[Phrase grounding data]
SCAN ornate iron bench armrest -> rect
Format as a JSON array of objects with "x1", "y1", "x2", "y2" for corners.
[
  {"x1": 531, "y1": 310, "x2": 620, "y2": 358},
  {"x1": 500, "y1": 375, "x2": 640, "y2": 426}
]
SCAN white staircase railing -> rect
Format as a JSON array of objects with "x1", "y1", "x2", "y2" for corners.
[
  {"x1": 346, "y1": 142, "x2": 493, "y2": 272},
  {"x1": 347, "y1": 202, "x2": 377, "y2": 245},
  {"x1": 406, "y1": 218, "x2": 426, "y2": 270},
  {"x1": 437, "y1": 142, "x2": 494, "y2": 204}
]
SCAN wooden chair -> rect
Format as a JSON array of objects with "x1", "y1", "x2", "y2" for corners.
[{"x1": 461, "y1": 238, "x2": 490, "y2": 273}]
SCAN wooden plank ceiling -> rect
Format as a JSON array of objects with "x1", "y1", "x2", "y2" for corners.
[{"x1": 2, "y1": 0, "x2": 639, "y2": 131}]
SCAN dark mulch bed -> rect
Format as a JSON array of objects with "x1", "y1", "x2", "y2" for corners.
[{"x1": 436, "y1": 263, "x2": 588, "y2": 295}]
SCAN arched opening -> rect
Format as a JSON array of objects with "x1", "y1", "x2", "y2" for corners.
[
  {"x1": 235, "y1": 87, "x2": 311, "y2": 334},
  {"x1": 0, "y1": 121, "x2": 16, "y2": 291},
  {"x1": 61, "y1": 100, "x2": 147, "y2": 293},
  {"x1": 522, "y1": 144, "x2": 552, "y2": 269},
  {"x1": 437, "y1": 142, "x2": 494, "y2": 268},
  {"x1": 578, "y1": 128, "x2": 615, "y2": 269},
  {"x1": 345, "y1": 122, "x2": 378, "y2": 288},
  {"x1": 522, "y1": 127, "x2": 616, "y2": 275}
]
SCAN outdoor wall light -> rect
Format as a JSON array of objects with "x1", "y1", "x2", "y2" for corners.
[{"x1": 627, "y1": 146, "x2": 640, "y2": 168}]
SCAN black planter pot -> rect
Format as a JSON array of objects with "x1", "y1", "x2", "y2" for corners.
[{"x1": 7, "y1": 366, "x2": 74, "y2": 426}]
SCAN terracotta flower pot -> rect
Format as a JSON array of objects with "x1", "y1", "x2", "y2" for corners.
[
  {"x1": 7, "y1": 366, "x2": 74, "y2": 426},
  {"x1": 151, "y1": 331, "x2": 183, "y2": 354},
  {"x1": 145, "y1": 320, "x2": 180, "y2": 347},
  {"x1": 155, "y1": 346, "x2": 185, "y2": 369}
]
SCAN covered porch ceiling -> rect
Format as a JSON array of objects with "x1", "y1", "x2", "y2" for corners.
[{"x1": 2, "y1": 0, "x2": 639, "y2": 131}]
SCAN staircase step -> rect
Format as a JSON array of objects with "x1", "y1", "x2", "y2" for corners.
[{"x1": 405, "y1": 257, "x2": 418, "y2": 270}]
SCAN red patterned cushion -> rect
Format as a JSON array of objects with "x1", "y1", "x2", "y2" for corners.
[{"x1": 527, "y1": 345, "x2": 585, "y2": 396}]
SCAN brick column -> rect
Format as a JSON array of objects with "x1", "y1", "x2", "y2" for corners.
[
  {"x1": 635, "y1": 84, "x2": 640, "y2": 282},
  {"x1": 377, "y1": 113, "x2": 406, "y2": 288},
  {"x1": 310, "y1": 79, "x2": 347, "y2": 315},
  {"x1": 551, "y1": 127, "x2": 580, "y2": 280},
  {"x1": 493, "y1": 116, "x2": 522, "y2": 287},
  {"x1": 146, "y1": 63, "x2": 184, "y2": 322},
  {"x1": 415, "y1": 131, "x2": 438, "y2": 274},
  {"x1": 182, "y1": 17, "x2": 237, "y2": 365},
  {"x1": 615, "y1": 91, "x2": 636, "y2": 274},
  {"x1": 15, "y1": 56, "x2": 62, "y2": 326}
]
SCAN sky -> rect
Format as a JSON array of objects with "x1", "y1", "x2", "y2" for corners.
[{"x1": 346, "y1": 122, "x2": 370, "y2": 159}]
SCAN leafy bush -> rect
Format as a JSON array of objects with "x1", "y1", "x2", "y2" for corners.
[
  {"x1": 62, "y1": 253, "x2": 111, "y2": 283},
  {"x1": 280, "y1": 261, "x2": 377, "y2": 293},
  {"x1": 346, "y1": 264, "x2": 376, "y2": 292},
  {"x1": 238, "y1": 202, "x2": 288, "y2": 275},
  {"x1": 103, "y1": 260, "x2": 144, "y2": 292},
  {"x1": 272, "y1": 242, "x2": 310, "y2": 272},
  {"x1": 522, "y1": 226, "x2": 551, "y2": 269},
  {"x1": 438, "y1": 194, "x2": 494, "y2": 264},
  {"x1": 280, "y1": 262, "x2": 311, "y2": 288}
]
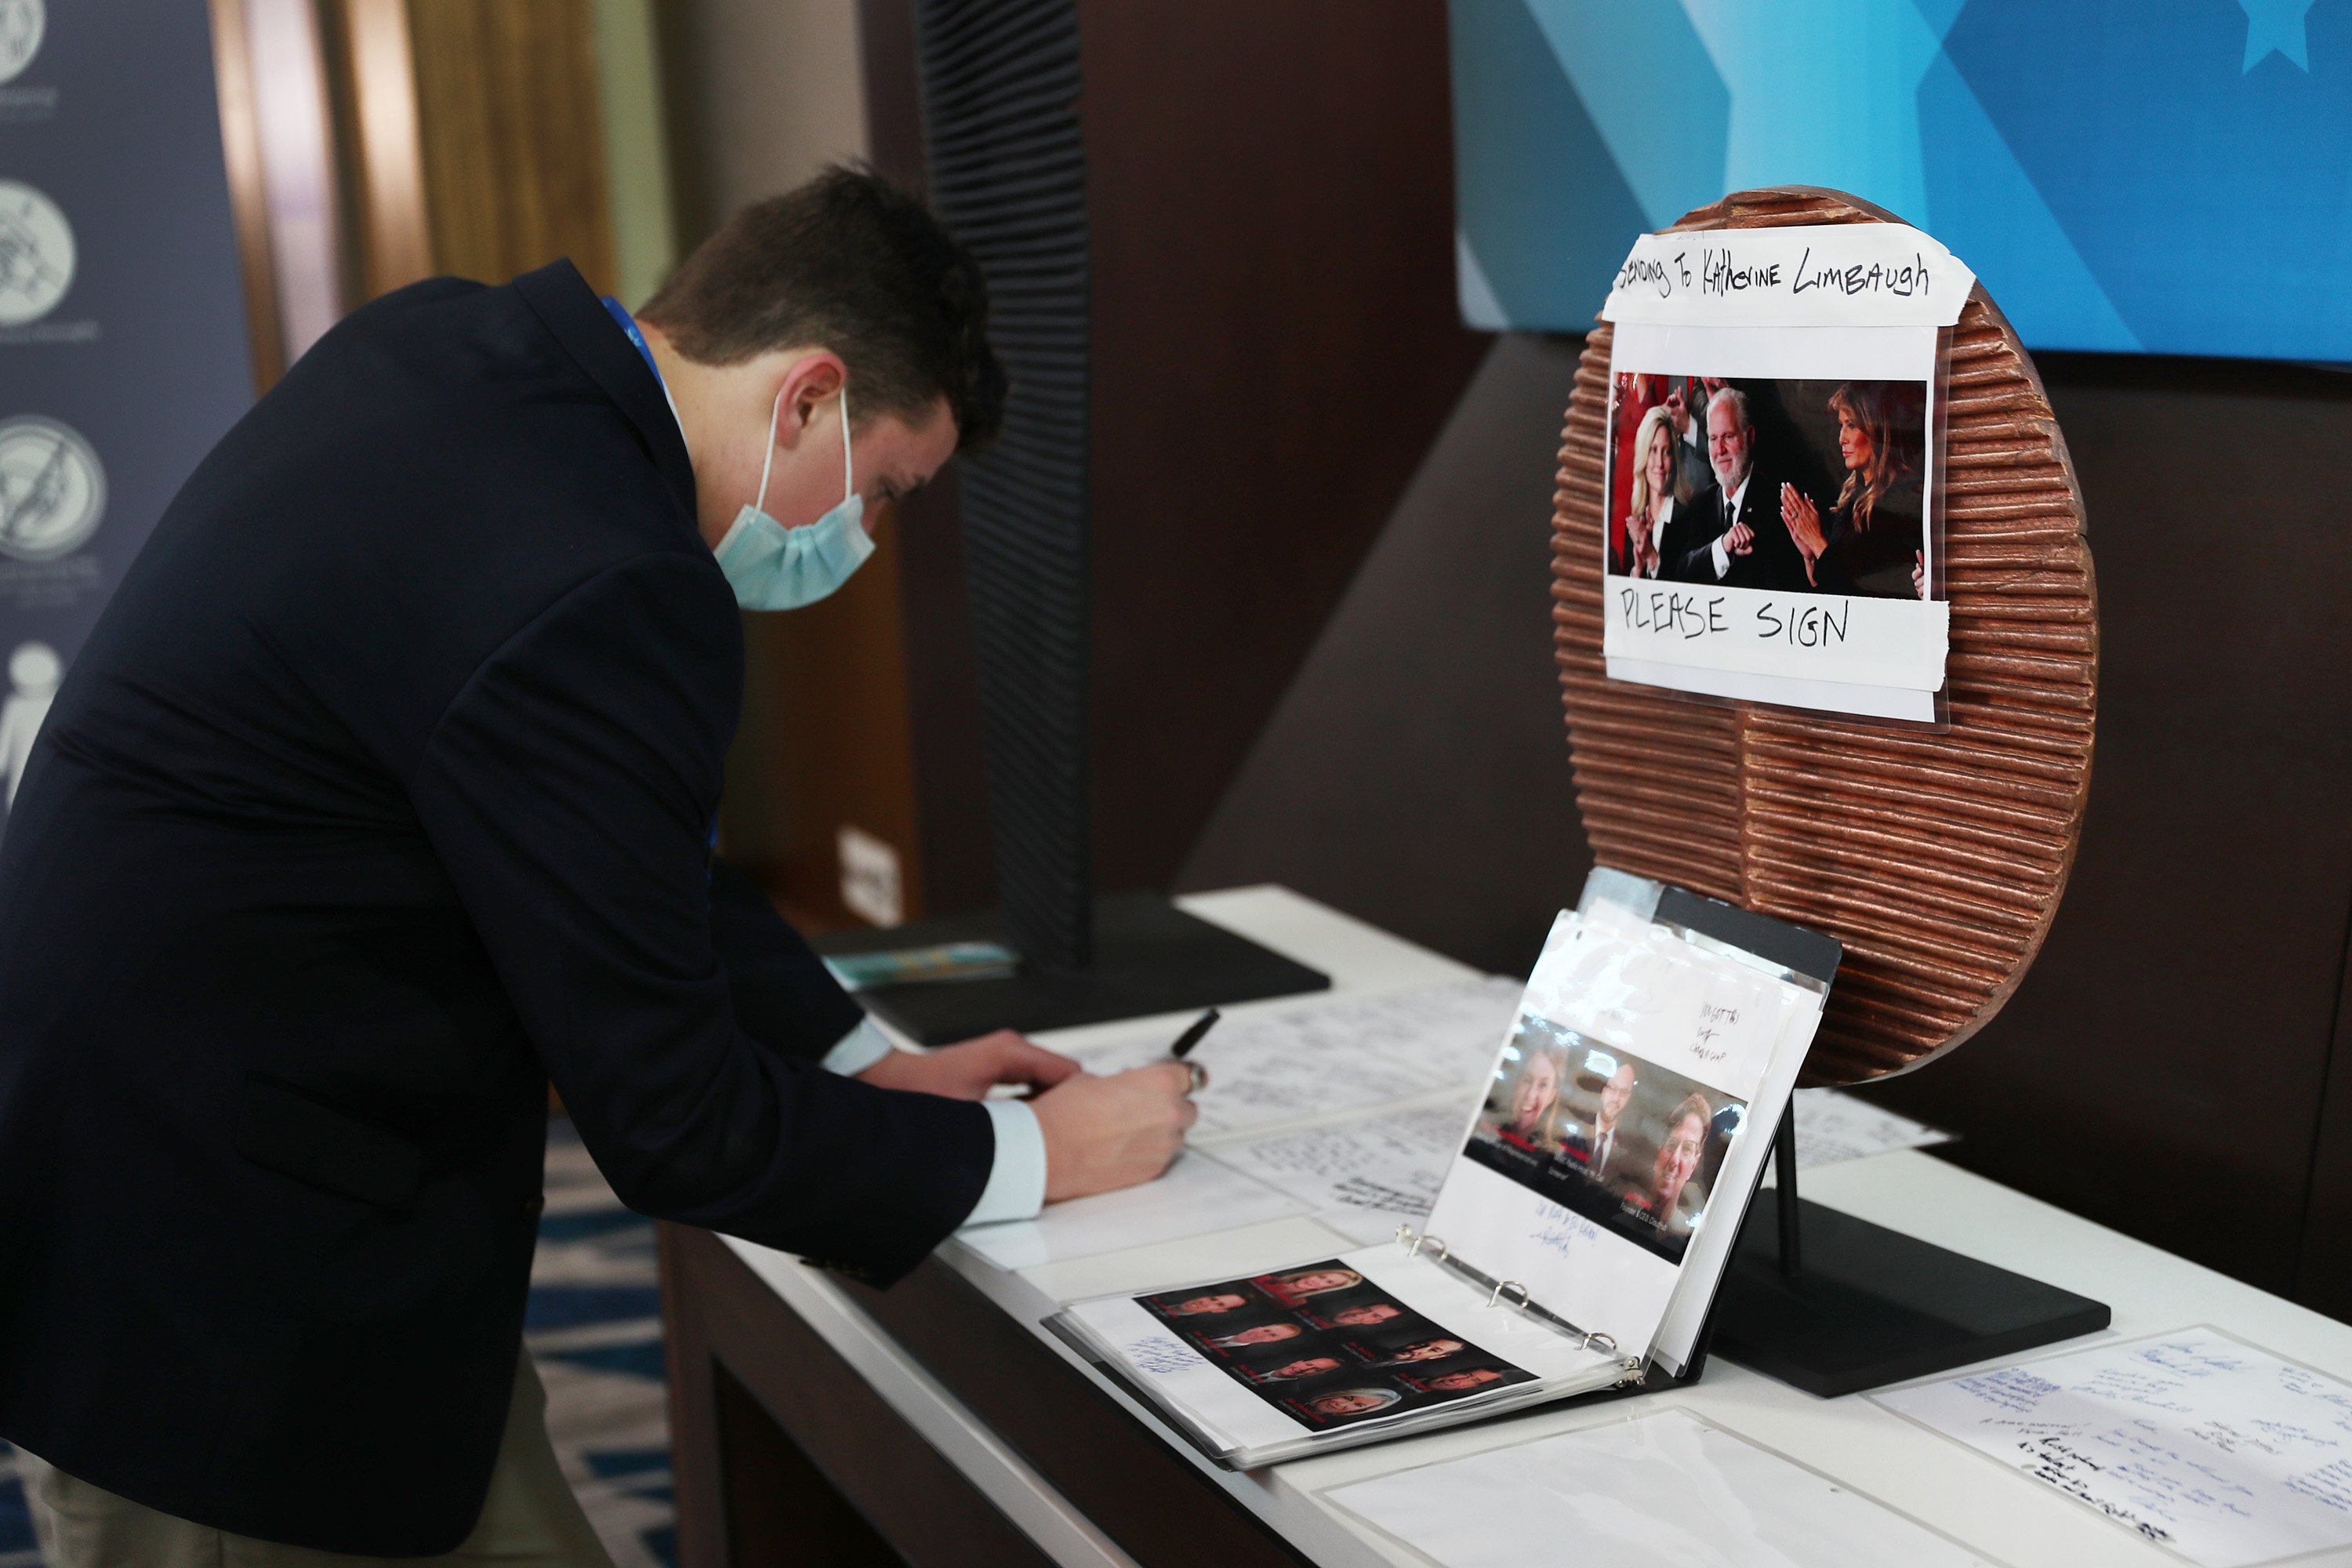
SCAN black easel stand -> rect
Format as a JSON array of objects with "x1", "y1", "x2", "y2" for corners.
[
  {"x1": 812, "y1": 891, "x2": 1330, "y2": 1046},
  {"x1": 1711, "y1": 1103, "x2": 2110, "y2": 1399}
]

Problem requirements
Within the entries above, some lines may contain "ceiling". Report how many, and nothing else.

Result of this task
2